## DOCUMENT EXCERPT
►
Janet Yellen, chair of the U.S. Federal Reserve and Mario Draghi, president of the European Central Bank, had conversation during the Jackson Hole economic symposium in Moran, Wyoming. Their discussion will be end the year shaping each other’s decision making.
That’s what some economists are saying a day after European Central Bank President Draghi all but committed to fresh stimulus for the euro-area in December. The same month was already a focal point for investors debating whether Federal Reserve Chair Yellen would raise the U.S. benchmark for the first time since 2006.
The upshot is that the final month of the year, traditionally a time for winding down and vacations will be the scene for two of the biggest policy decisions of 2015, with repercussions for currencies, stocks and bonds around the world. The outcome will either be the long-anticipated split in transatlantic policy or a united extension of easy money.
How the euro trades against the dollar in the coming weeks is a key factor for investors trying to gauge the outcome. Europe’s shared currency tumbled to a two-month low on Thursday after Draghi’s stimulus signal.
“There’s this game of currency tennis between the Fed and the ECB and it will continue play out for a while longer,” said Nick Kounis, head of macro research at ABN Amro Bank NV in Amsterdam.
As Kounis sees it, the Fed’s decision to delay increasing rates in September pushed the dollar down against the euro, threatening European inflation by making the bloc’s exports more expensive and its imports cheaper. That forced Draghi to say he’s considering even looser monetary policy when ECB officials next convene on Dec. 3.
If Draghi acts, weakening the euro, then the likelihood of a stronger dollar would probably influence the Fed’s thinking when its policy makers gather two weeks later, said Kounis.
“The signal from the ECB makes a December Fed rate hike less likely by pushing the dollar back up against the euro and tightening U.S. financial conditions,” said Krishna Guha, vice president at Ever core ISI in Washington.
◄
## TASK 1
Decide whether each statement agrees with the article on central bank policy, answering yes or no and quoting the words that settle it. (a) The euro fell to a two-month low on Thursday after Draghi's stimulus signal. (b) ECB officials next meet on Dec. 3. (c) Nick Kounis works at a bank in Frankfurt.
## TASK 2
Return the passage of the article on central bank policy that begins at the words "If Draghi acts, weakening" and stops after "later, said Kounis.".
## TASK 3
According to the article on central bank policy, how long after the ECB meeting will the Fed's policy makers gather?

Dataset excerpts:
►
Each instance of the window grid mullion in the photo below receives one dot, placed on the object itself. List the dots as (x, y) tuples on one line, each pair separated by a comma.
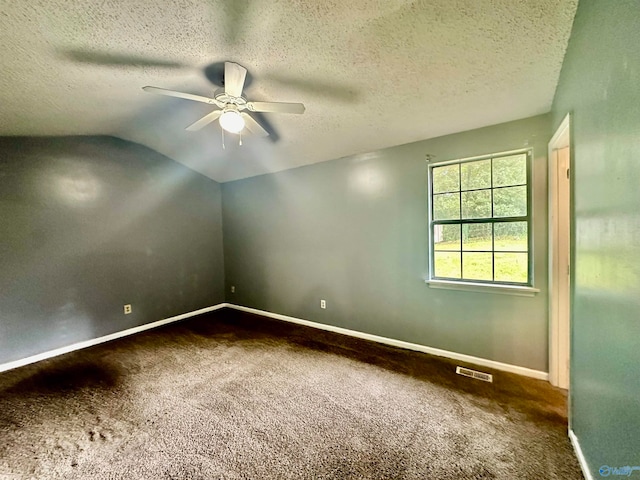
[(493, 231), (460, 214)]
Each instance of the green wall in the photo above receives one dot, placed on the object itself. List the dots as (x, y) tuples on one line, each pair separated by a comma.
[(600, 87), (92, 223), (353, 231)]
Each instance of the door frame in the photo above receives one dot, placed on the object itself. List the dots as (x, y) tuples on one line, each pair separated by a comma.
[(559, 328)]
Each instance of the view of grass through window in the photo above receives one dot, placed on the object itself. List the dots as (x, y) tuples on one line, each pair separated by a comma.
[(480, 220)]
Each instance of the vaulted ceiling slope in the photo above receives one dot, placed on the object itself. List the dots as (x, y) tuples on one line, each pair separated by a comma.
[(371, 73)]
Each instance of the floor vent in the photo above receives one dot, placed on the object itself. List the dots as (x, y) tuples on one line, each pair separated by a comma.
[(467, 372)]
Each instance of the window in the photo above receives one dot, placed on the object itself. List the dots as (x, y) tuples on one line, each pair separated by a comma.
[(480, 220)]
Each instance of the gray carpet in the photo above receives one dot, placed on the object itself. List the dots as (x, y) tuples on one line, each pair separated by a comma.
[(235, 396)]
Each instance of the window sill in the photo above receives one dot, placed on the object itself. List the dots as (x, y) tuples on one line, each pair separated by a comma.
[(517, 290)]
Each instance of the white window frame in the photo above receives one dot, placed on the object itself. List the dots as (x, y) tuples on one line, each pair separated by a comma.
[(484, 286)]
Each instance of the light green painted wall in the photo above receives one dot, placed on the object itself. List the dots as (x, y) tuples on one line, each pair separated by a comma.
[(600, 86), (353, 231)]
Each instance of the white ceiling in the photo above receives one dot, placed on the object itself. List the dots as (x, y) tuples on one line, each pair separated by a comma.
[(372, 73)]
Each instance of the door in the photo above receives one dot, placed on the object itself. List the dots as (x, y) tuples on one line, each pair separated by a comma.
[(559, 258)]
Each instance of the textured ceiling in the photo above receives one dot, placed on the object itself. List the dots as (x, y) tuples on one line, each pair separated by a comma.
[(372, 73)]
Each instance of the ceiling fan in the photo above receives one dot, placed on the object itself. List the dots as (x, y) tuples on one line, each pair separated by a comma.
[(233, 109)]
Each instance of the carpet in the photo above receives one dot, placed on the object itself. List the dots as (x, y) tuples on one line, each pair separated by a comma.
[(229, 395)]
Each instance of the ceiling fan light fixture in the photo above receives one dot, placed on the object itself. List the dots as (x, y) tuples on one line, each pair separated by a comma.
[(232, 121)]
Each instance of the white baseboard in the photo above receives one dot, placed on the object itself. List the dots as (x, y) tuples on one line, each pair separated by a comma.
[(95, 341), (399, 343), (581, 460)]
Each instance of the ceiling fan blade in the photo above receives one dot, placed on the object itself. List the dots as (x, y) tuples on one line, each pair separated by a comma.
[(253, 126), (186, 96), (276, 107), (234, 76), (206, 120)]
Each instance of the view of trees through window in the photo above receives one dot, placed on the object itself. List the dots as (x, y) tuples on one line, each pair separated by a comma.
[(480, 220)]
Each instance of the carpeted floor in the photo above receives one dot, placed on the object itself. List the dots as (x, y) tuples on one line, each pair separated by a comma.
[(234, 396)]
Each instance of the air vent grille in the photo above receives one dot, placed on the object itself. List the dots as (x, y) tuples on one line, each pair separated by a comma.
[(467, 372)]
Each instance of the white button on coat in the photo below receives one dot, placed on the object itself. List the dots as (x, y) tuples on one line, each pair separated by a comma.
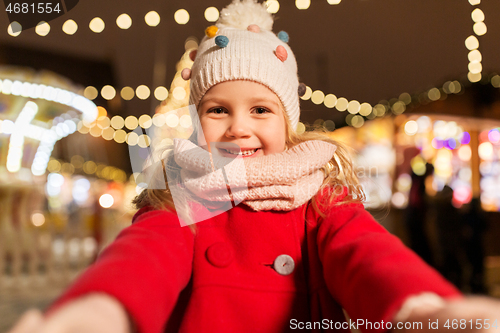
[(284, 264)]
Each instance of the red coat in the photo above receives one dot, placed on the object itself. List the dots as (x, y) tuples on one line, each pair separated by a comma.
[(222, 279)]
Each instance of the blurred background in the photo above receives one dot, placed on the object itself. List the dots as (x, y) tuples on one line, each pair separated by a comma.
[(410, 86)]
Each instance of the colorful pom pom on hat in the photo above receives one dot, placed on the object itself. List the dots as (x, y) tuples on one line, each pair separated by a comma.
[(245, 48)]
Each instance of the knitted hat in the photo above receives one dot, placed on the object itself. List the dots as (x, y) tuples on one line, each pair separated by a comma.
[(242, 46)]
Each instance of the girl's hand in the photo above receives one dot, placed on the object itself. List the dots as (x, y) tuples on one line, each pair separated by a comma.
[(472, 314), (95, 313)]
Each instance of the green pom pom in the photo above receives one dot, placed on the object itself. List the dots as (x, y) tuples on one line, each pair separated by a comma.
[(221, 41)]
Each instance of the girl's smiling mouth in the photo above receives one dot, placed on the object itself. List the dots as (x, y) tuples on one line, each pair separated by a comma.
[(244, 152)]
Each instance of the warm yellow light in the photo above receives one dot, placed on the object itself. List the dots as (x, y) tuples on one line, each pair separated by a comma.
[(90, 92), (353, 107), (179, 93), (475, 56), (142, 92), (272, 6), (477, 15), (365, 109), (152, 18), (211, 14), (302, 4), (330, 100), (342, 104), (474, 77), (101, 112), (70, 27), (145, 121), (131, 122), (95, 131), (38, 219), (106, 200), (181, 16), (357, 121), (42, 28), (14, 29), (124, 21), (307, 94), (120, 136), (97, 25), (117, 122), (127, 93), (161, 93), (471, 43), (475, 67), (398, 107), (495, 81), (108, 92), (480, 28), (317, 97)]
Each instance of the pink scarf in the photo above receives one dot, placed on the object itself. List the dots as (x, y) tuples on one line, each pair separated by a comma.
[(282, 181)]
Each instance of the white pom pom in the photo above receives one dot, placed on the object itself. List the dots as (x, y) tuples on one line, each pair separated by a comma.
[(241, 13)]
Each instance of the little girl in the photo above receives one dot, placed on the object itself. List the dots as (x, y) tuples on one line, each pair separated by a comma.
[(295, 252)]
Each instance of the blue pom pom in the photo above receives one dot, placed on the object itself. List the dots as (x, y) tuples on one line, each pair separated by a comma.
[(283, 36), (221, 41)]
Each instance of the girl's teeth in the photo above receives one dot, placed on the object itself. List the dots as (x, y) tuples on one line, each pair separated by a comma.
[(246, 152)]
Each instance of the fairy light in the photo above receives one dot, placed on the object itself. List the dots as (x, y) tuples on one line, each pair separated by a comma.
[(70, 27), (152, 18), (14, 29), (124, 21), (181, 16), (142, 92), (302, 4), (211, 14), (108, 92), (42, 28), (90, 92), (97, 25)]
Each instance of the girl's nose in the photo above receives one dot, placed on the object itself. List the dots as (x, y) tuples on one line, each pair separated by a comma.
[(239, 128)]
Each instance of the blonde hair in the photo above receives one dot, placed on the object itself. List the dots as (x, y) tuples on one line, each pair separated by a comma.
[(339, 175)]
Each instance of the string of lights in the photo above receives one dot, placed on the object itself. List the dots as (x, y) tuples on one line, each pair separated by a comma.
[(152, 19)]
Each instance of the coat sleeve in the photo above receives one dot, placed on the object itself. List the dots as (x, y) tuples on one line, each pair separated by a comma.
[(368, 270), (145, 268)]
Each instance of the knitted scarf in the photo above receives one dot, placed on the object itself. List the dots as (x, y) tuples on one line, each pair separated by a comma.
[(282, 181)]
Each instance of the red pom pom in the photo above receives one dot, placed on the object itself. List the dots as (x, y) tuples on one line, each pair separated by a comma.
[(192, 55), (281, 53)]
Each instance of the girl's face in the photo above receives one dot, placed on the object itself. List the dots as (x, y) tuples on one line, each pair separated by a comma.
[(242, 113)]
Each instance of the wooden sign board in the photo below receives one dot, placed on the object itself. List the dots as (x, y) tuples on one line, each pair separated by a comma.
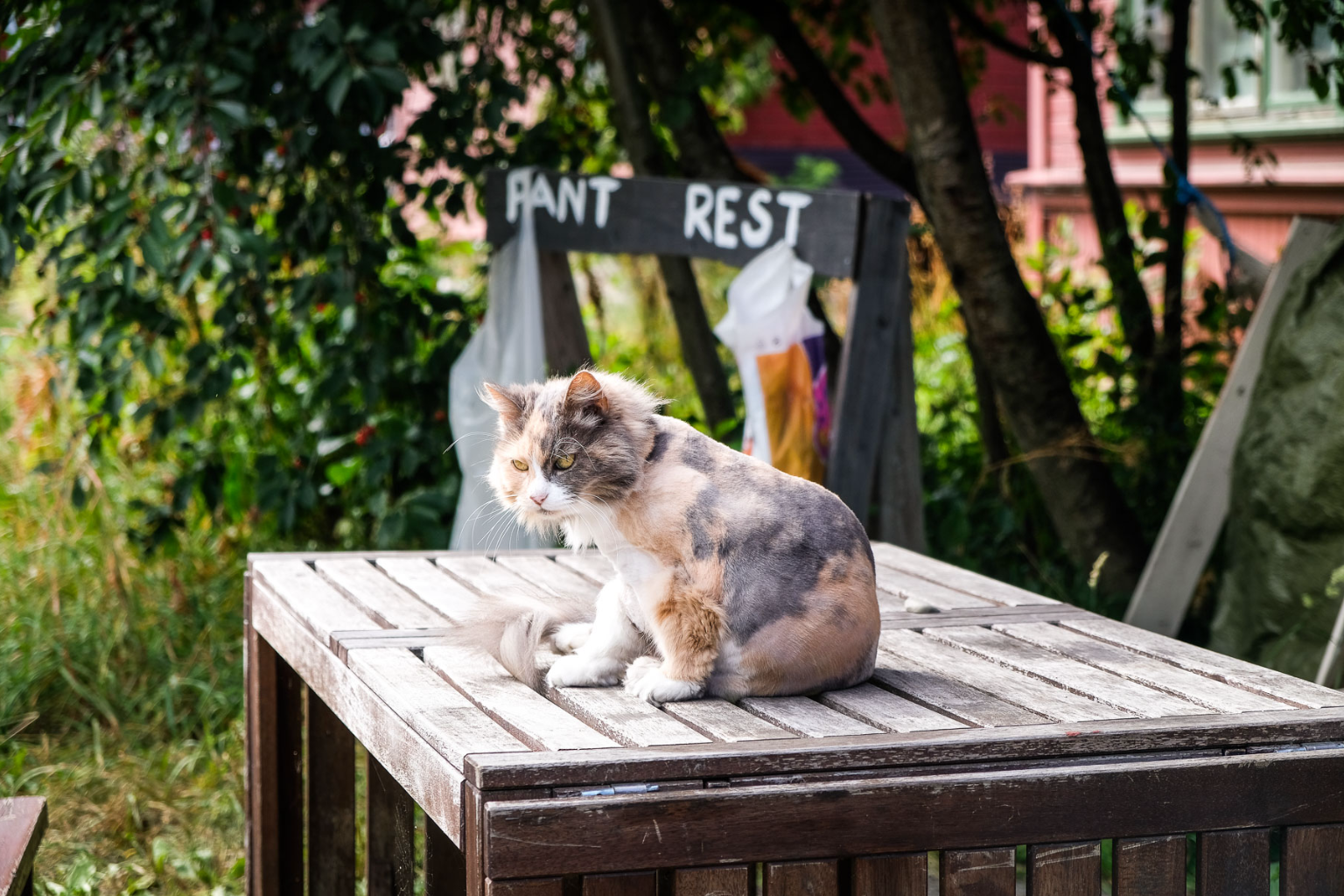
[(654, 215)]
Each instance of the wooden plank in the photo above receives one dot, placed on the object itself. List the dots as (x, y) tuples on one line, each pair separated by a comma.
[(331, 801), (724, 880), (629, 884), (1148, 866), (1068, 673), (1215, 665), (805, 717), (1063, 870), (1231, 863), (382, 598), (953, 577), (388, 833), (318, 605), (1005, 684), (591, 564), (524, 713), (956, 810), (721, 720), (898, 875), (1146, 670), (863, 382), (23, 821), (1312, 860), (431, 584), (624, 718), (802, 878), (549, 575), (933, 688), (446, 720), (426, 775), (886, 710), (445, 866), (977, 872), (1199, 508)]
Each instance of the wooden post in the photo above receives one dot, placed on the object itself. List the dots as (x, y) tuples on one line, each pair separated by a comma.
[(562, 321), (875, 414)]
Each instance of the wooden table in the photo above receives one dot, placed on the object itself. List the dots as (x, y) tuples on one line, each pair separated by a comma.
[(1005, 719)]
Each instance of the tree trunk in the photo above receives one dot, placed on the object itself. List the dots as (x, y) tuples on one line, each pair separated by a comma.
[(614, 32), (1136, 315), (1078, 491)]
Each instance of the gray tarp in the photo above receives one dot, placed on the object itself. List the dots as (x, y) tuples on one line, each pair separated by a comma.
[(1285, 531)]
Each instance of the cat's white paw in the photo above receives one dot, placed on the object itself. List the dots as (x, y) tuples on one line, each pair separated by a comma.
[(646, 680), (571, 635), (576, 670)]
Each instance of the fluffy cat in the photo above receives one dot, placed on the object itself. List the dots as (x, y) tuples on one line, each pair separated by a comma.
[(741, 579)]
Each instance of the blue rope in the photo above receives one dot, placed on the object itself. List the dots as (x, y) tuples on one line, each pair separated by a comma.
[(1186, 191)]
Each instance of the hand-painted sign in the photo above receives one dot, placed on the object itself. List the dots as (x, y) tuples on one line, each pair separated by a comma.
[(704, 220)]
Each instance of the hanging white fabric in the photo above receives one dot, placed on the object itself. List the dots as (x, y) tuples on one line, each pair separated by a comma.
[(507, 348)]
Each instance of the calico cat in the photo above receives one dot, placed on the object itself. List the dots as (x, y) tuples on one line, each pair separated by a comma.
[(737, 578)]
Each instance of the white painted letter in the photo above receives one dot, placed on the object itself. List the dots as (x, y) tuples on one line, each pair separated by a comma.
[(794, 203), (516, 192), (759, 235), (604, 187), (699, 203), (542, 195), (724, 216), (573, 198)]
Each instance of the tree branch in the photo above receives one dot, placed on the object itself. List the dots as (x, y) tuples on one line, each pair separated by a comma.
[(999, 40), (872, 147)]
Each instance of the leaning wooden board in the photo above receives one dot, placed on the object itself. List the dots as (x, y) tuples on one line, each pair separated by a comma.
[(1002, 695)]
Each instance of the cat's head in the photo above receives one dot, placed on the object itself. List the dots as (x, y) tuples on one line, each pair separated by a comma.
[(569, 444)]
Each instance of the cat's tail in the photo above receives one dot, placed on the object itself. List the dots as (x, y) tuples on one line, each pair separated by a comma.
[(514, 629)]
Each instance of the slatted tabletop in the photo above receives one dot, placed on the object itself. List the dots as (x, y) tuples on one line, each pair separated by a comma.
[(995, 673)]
◄
## EXERCISE RESULT 1
(a) Yes: "Europe’s shared currency tumbled to a two-month low on Thursday after Draghi’s stimulus signal."
(b) Yes: "when ECB officials next convene on Dec. 3."
(c) No: "head of macro research at ABN Amro Bank NV in Amsterdam."

## EXERCISE RESULT 2
If Draghi acts, weakening the euro, then the likelihood of a stronger dollar would probably influence the Fed’s thinking when its policy makers gather two weeks later, said Kounis.

## EXERCISE RESULT 3
Two weeks later.